[Exercise requirements] Print the records below once again, exactly as they were given.

*** Opening of Data for review ***

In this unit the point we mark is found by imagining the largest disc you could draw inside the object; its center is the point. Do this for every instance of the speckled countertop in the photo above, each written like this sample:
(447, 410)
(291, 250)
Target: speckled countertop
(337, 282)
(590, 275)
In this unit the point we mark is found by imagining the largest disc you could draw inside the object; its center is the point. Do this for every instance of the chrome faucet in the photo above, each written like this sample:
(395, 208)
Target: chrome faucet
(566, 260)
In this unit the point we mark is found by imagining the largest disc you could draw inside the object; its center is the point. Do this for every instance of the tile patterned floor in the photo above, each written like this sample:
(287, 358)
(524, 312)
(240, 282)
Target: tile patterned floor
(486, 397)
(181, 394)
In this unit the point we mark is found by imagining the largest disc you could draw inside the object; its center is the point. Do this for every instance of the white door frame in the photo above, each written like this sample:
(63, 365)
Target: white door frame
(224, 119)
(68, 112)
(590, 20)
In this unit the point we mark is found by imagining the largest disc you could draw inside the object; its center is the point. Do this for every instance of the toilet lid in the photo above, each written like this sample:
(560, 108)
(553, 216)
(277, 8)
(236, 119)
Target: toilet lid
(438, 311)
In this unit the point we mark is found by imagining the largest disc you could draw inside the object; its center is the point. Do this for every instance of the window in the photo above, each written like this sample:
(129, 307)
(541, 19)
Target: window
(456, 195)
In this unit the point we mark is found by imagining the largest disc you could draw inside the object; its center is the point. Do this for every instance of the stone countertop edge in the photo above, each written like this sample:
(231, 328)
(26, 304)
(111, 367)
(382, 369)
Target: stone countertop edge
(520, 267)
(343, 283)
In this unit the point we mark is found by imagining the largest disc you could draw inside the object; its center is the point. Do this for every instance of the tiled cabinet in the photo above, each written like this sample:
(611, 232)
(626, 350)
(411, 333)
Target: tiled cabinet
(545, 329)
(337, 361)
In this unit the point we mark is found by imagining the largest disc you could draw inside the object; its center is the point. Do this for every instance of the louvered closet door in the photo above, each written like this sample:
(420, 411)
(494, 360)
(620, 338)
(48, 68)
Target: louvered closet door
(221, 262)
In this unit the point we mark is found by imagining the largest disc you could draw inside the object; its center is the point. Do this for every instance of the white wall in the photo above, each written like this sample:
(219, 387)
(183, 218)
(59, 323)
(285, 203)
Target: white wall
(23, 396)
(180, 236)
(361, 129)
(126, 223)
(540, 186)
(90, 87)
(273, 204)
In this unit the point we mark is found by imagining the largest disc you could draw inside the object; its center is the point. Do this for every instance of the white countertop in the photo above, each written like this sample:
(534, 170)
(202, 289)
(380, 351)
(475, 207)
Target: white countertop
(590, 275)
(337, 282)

*** Close of Data for review ***

[Written reply]
In this unit the point we mark is found by imagining the largest disc you could draw inside the object; its center is the point. Do this for every instance of the speckled countertop in the photo above, each written like this sample:
(447, 410)
(291, 250)
Target: speckled countertop
(337, 282)
(590, 275)
In this unit the point we mark is found by imagining the largest disc you could draw inside the object; its center is the point. Do this for every instance of the chrome faucet in the photo above, each written like this sample:
(395, 208)
Target: chrome faucet
(566, 260)
In this unit the point we mark is found by imagining the largest disc you could draw inside the object; its center is the point. Do this for every instance of the tile patterned floor in the photo above, each written like this sample:
(287, 358)
(524, 312)
(240, 282)
Target: tile patterned floor
(486, 397)
(181, 394)
In this unit the point we mark is found by imagining the largest disc you could draw inside the object; its center is the point. Do this for every instance of the white door frame in the photo above, each written like this sample:
(63, 365)
Target: white door frame
(224, 119)
(68, 112)
(590, 20)
In this unit the point we mark is found by imagining the largest disc you could draw inside the object; its center is the point. Do this for every instance of the toilet lid in the photo above, each written like this sample:
(560, 108)
(553, 216)
(277, 8)
(236, 119)
Target: toilet lid
(438, 311)
In this unit the point we mark is found by imagining the largest disc you could draw inside the object; its center is the point. Do this for every instance of the window in the photo above, each written like this sample:
(129, 307)
(541, 19)
Target: window
(456, 195)
In this unit the point we mark is found by imagining the largest disc you could draw inside the object; its center is the point. Do this for every instance of the stone countertop edge in the photo above, each written like this sample:
(231, 328)
(26, 304)
(111, 367)
(382, 369)
Target: stone countertop edge
(520, 267)
(343, 283)
In this unit the point we mark is found by imagining the largest disc you could draw inside the object; its center is the point. Do this for every instance of the tiled cabinet in the photo above, each written like this sample:
(611, 232)
(626, 350)
(411, 333)
Target: tiled cabinet
(545, 329)
(337, 361)
In this unit the point we mark is found by imagining the largest disc you could draw inside the object; its center is the point. Do this for every instance of the louvered closet door in the photo above, each written like this sample:
(420, 411)
(494, 360)
(620, 338)
(48, 68)
Target: louvered closet door
(221, 262)
In this unit the point we mark is found by imagining the largest disc you could draw inside the object; its center is the point. Do this for every instance of the white wall in the photo above, each written like this sample:
(219, 387)
(183, 218)
(59, 323)
(285, 203)
Target: white wall
(23, 396)
(180, 236)
(361, 129)
(126, 223)
(540, 186)
(90, 87)
(273, 204)
In this unit the point we mark is found by imagining the largest disc you could draw inside the object; its center is the point. Do this for every instance of the white countertop in the photo above, each written like this sample:
(534, 170)
(202, 289)
(380, 351)
(475, 207)
Target: white countertop
(590, 275)
(337, 282)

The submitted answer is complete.